▸ Text block:
--------------------------------------------------

We wish to inform you that tomorrow we will be killed with our families - Stories from Rwanda
by Philip Gourevitch
Farrar, Straus
and Giroux
"One death is a tragedy. A million deaths is a statistic."
-Josef Stalin
Within the pages of "We wish to inform you..." author Philip Gourevitch
does his best to reveal the profound human tragedy behind the nearly one million
lives lost in Rwanda's 1994 genocide, an event that has largely (and tragically)
slipped from the memory of the western world.
The author tells the story of a premeditated wave of murder on a scale not
seen since the killing fields of Cambodia, or the human devastation unleashed
during the Holocaust. Gourevitch painstakingly catalogs the events and trends
that led up to the bloodbath, which decimated the ethnic Tutsi population
of Rwanda in the name of the Hutu majority.
"We wish to inform you..." does three important things, and it does
them brilliantly, using clear language spoken from a powerfully moral viewpoint.

--------------------------------------------------

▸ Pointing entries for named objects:
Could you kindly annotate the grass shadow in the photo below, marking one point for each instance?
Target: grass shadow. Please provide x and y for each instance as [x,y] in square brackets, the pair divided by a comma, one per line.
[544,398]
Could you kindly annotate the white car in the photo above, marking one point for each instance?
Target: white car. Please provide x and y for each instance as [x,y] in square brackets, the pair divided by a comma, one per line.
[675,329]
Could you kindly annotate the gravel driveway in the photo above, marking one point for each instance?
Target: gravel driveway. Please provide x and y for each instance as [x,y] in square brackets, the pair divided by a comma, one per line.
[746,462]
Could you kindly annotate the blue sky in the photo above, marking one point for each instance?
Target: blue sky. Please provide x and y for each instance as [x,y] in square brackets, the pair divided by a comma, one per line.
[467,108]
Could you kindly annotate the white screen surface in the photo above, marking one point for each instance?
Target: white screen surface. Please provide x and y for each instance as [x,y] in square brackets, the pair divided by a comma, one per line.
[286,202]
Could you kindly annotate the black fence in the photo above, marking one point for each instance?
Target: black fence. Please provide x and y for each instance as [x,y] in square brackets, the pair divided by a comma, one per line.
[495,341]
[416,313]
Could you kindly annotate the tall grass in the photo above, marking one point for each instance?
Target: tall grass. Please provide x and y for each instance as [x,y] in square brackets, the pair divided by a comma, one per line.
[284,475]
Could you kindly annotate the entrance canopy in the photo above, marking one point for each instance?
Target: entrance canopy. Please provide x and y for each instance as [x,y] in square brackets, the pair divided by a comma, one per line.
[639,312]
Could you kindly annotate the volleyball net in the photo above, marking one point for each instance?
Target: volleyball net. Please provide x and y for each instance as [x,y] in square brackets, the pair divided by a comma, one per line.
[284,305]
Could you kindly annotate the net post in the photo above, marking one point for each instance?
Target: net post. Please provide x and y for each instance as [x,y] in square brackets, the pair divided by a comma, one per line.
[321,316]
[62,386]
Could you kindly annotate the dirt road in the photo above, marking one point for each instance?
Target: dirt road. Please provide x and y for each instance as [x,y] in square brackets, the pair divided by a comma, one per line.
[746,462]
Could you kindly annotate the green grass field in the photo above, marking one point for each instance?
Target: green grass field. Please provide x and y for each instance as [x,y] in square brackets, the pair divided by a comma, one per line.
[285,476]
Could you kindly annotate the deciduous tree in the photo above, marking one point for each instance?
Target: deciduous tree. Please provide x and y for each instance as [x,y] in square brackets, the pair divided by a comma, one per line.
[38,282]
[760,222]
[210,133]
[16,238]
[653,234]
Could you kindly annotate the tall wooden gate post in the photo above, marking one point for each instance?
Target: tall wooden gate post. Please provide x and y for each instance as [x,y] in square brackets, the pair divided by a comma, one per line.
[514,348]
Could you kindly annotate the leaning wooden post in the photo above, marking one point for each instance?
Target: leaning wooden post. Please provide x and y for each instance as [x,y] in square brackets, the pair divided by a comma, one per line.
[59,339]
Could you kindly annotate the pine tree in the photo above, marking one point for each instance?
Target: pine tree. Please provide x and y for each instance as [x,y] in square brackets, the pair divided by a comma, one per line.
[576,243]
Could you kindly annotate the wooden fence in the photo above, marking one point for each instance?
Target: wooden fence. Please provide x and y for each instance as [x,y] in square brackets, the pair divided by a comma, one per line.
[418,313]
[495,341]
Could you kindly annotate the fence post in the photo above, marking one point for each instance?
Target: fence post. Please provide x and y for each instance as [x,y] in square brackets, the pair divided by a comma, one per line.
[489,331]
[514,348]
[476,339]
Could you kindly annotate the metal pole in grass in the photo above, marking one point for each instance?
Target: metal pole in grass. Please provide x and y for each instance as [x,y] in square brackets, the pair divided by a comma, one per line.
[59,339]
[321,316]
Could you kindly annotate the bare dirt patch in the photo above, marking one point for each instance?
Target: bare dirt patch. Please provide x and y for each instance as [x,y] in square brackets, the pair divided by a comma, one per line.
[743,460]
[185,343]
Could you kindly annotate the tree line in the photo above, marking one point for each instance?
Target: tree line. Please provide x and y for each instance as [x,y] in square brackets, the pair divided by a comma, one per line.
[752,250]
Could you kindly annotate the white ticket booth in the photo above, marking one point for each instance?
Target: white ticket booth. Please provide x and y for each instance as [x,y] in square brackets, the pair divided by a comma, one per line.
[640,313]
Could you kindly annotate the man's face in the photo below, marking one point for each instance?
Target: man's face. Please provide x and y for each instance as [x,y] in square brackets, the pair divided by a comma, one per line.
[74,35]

--------------------------------------------------

▸ What to do:
[1] Repeat the passage of the book review from "-Josef Stalin" up to and including "powerfully moral viewpoint.".
[2] Render the entries from the line with "Could you kindly annotate the man's" up to and including the last line of the entries as a Markdown table with the columns "Row" and "Line", numbering each row and leaving out blank lines.

▸ Exercise answers:
[1]
-Josef Stalin
Within the pages of "We wish to inform you..." author Philip Gourevitch
does his best to reveal the profound human tragedy behind the nearly one million
lives lost in Rwanda's 1994 genocide, an event that has largely (and tragically)
slipped from the memory of the western world.
The author tells the story of a premeditated wave of murder on a scale not
seen since the killing fields of Cambodia, or the human devastation unleashed
during the Holocaust. Gourevitch painstakingly catalogs the events and trends
that led up to the bloodbath, which decimated the ethnic Tutsi population
of Rwanda in the name of the Hutu majority.
"We wish to inform you..." does three important things, and it does
them brilliantly, using clear language spoken from a powerfully moral viewpoint.

[2]
| Row | Line |
|---|---|
| 1 | Could you kindly annotate the man's face in the photo below, marking one point for each instance? |
| 2 | Target: man's face. Please provide x and y for each instance as [x,y] in square brackets, the pair divided by a comma, one per line. |
| 3 | [74,35] |